» **Quoted passage**:
= = = =

SOUBOUM, Cameroon — Many of the more than 1,500 people killed when a deadly bubble of gas burst from Lake Nios lie in shallow graves today, but thousands of unburied, rotting animal carcasses fueled fears of a possible epidemic.
Lt. Gen. James Tataw, who is heading clean-up efforts in the isolated northwest area of this tropical African nation, said Tuesday that he was worried rains would spread disease because there had been no time to bury the dead livestock.
He said bulldozers were en route to dispose of the carcasses, but added, "The cows have no relatives. Their burial will be the last. Priorities are for people."
Israeli army teams dispatched to the disaster scene said the fumes killed more than 7,000 cattle.
Buried on the Spot
Soldiers, working in stifling heat, shoveled the human casualties into shallow graves near where they had fallen.
"Some of them were in such a state that it was difficult to touch them," Tataw said.
Scientists speculated that steam laced with toxic gases wafted over a 10-square-mile area, burning and smothering victims after a huge bubble of gas burst through the surface of Lake Nios at about 9 p.m. Thursday.
The lemon-shaped lake lies in a basin with steep rock walls on three sides. Viewed from a helicopter Tuesday, it had the reddish-brown color of clay churned up from the bottom.
No sign of life could be seen in a lake-side village of clay brick huts.
The lush green mountains and tropical forests appeared untouched.
Lying in Yards
Gideon Taka, one of the first government officials to reach the stricken area, said he found most of the victims lying dead in their front yards with their clothing ripped.

= = = =

» **Listed records**:
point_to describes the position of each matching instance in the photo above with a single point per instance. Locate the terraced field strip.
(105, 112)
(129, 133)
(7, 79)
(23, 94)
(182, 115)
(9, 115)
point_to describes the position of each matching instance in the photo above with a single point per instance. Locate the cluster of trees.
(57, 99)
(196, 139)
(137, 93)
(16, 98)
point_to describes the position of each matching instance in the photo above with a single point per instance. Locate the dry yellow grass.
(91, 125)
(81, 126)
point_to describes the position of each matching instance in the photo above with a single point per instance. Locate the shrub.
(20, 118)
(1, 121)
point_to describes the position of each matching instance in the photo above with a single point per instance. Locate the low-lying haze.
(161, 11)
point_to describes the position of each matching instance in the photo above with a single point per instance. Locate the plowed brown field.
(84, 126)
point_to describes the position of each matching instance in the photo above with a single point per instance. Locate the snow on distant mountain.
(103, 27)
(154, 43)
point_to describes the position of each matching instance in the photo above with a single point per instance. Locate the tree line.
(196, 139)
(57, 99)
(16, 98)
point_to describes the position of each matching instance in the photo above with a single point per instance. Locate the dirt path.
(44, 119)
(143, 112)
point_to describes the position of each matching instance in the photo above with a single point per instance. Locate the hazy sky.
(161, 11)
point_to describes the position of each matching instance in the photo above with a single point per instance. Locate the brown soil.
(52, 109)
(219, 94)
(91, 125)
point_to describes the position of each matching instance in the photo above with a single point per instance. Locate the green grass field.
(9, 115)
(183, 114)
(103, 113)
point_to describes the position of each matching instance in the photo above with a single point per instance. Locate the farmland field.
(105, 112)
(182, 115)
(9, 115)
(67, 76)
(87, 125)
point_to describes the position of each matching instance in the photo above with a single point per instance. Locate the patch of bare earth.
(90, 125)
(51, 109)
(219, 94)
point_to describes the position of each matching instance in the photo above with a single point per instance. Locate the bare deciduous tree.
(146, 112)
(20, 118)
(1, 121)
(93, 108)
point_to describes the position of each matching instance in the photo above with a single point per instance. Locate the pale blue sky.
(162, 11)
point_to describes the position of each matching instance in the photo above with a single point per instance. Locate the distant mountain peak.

= = = =

» **What is needed**:
Please output the Lake Nios report word for word, from "SOUBOUM, Cameroon —" to "than 7,000 cattle.", including both ends.

» **Answer to this exercise**:
SOUBOUM, Cameroon — Many of the more than 1,500 people killed when a deadly bubble of gas burst from Lake Nios lie in shallow graves today, but thousands of unburied, rotting animal carcasses fueled fears of a possible epidemic.
Lt. Gen. James Tataw, who is heading clean-up efforts in the isolated northwest area of this tropical African nation, said Tuesday that he was worried rains would spread disease because there had been no time to bury the dead livestock.
He said bulldozers were en route to dispose of the carcasses, but added, "The cows have no relatives. Their burial will be the last. Priorities are for people."
Israeli army teams dispatched to the disaster scene said the fumes killed more than 7,000 cattle.